◆ **Problems to solve**:
a – According to the excerpt about Scooter Underground, why does Stevulak see the store as part of the answer to Greater Victoria's transportation problems? Reply in one to three sentences.
b – Could you carry on with the excerpt about Scooter Underground, picking up after its final sentence on "Doing Business in China 101"?

◆ **Excerpt provided**:
As you head down the stairs with Michael Stevulak to Scooter Underground, after wistfully looking at the Mazda RX-8 in the Pacific Mazda showroom upstairs, you get the sense that he’s like a kid in a candy store. Once you see the scooters and electric bikes in this lookalike London underground station, you want him to be your best friend. Sporting bright colours and sleek designs, they are the ultimate toy for grownups.

But Scooter Underground is not just about fun. According to Stevulak, “Scooter Underground is more an urban transportation store than a scooter store.”
The idea was born while he and his wife were in Europe. “Everywhere you looked there were scooters, electric bikes, and small cars and, more importantly, special parking spaces for them,” he says.

Returning to Victoria, he began planning and developing the business. Scooter Underground opened its doors in the fall of 2007 after three years of planning and research. Stevulak is no stranger to the transportation business, being a partner in Pacific Mazda for 20 years. He sells cars, but knows the big-picture regional transportation and environmental issues too.

“There has been talk of mass transit in the Greater Victoria area for a long time, but nothing is ever done. The Colwood crawl gets worse all the time. This can’t continue — as we create urban sprawl, we must have cost-effective and environmentally sensitive ways of moving people,” he says. “Scooter Underground is part of the answer to that.”

Scooters and electric bikes need to meet strict Transport Canada requirements but, in sourcing quality scooters and bikes from China, he ran up against “Doing Business in China 101.”

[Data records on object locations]
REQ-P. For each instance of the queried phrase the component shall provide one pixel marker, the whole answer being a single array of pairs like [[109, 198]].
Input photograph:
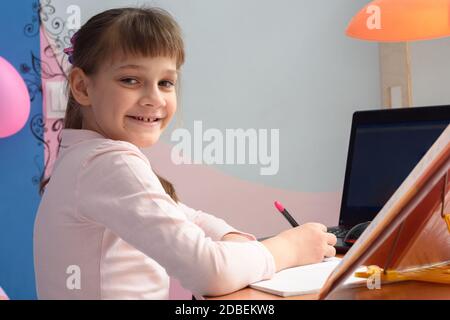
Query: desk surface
[[395, 291]]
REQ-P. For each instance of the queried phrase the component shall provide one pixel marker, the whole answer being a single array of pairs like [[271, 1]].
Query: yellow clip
[[447, 220], [438, 274]]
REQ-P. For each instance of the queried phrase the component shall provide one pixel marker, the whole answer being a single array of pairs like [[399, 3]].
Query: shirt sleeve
[[117, 189], [213, 227]]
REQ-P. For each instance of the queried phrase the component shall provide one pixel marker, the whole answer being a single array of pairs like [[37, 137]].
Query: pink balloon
[[14, 100]]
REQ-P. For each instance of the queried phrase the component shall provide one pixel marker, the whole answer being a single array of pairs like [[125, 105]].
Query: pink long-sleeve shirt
[[106, 229]]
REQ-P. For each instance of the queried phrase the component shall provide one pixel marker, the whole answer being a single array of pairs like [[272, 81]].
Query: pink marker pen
[[286, 214]]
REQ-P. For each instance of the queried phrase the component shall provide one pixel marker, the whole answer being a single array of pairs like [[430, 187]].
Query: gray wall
[[264, 64], [430, 72]]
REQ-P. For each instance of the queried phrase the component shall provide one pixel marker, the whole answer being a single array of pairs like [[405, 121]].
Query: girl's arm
[[118, 190], [214, 227]]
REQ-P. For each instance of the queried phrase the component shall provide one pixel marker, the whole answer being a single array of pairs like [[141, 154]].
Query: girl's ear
[[78, 86]]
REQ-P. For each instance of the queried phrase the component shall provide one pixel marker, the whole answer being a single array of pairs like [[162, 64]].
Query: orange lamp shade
[[401, 20]]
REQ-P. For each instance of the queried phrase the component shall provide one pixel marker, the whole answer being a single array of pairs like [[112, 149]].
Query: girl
[[107, 226]]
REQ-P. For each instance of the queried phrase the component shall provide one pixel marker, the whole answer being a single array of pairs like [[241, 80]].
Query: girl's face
[[133, 99]]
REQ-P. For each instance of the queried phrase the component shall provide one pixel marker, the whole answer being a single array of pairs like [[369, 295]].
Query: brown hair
[[138, 31]]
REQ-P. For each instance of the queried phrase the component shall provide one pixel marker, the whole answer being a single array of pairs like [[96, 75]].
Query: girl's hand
[[233, 236], [305, 244]]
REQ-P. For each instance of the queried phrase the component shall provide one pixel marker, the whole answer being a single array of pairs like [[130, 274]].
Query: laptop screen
[[385, 146]]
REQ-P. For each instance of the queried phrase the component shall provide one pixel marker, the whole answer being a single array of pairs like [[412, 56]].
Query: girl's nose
[[152, 97]]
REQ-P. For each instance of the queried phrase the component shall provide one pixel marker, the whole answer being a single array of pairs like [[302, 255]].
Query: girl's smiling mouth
[[146, 121]]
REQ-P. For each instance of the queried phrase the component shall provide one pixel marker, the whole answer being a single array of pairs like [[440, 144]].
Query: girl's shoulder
[[108, 149]]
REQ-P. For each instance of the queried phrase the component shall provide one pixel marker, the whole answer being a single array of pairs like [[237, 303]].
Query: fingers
[[319, 226], [330, 251], [331, 239]]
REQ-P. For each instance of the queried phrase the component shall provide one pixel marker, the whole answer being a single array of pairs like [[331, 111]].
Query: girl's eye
[[166, 84], [129, 81]]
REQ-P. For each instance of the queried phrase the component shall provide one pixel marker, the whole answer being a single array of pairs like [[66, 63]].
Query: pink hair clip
[[69, 51]]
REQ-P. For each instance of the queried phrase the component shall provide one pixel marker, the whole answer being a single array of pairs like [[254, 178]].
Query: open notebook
[[302, 280]]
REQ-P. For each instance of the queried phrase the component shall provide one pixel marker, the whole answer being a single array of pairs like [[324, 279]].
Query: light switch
[[55, 99]]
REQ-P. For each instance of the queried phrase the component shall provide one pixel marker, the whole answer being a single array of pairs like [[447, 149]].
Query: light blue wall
[[21, 155]]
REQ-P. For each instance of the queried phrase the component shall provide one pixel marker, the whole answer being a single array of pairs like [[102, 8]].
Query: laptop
[[385, 146]]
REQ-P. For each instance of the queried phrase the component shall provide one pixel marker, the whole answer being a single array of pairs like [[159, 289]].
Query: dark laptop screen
[[385, 146]]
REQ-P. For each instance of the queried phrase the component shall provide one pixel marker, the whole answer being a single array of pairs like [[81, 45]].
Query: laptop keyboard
[[339, 232]]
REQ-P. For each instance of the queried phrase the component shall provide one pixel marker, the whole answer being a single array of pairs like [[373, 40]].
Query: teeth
[[145, 119]]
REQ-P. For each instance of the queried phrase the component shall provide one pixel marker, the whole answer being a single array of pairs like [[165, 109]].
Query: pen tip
[[279, 206]]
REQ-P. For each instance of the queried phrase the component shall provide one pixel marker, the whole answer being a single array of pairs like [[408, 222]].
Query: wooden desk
[[395, 291]]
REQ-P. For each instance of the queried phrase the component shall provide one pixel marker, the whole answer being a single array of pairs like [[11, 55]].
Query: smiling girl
[[108, 227]]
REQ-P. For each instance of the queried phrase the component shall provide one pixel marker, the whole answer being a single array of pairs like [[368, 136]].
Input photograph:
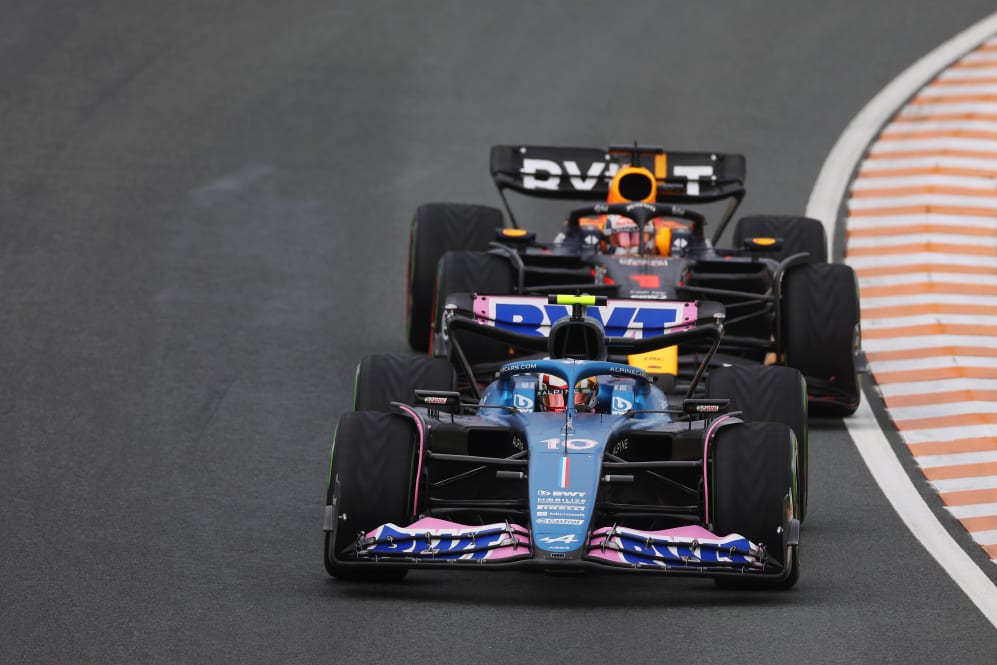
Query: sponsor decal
[[621, 405], [639, 262], [647, 281], [547, 174], [567, 539], [522, 403], [648, 319], [693, 175]]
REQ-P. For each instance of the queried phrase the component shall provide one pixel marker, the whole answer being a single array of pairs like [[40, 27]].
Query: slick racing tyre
[[753, 494], [474, 272], [773, 394], [799, 234], [383, 378], [820, 335], [436, 229], [370, 483]]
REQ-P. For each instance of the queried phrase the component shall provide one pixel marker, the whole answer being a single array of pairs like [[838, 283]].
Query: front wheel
[[436, 229], [820, 328], [755, 495], [383, 378], [371, 483], [773, 394]]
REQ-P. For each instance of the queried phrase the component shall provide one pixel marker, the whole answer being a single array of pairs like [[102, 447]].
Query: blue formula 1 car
[[571, 461]]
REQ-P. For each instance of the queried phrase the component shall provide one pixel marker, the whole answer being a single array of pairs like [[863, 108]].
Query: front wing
[[430, 541]]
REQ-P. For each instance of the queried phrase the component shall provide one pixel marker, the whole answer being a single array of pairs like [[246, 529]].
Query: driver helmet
[[622, 235], [552, 392]]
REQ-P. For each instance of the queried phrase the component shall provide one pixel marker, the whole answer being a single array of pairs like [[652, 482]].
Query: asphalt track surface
[[203, 226]]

◆ **Answers**:
a – Talk of mass transit in Greater Victoria has gone on for a long time without action, and the Colwood crawl keeps getting worse. He says this can't continue, because as urban sprawl grows, people need cost-effective and environmentally sensitive ways of getting around, which scooters and electric bikes offer.

b –
“We wanted to import a German scooter that was being produced in China, but we also wanted to do everything by the book in terms of Transport Canada safety requirements, which can be a long and expensive process.

“We thought we had exclusive Canadian distribution rights, only to see the same scooters being sold by a company in Quebec. Even though we thought we had all our bases covered and had a good working relationship, our first experience with doing business with China was not a good one.”

His biggest surprise, once Scooter Underground was up and running, was his market. He figured it would be about 50/50 male and female and most purchasers would be under 25. Happily, Stevulak says, “we were completely wrong. We have as many customers over the age of 50 as we do under the age of 25.”

As the business grows, Stevulak intends to use the Victoria store as a prototype and then expand either through selling franchises or establishing company owned stores. “We want to be known as the purveyors of urban transportation,” he says.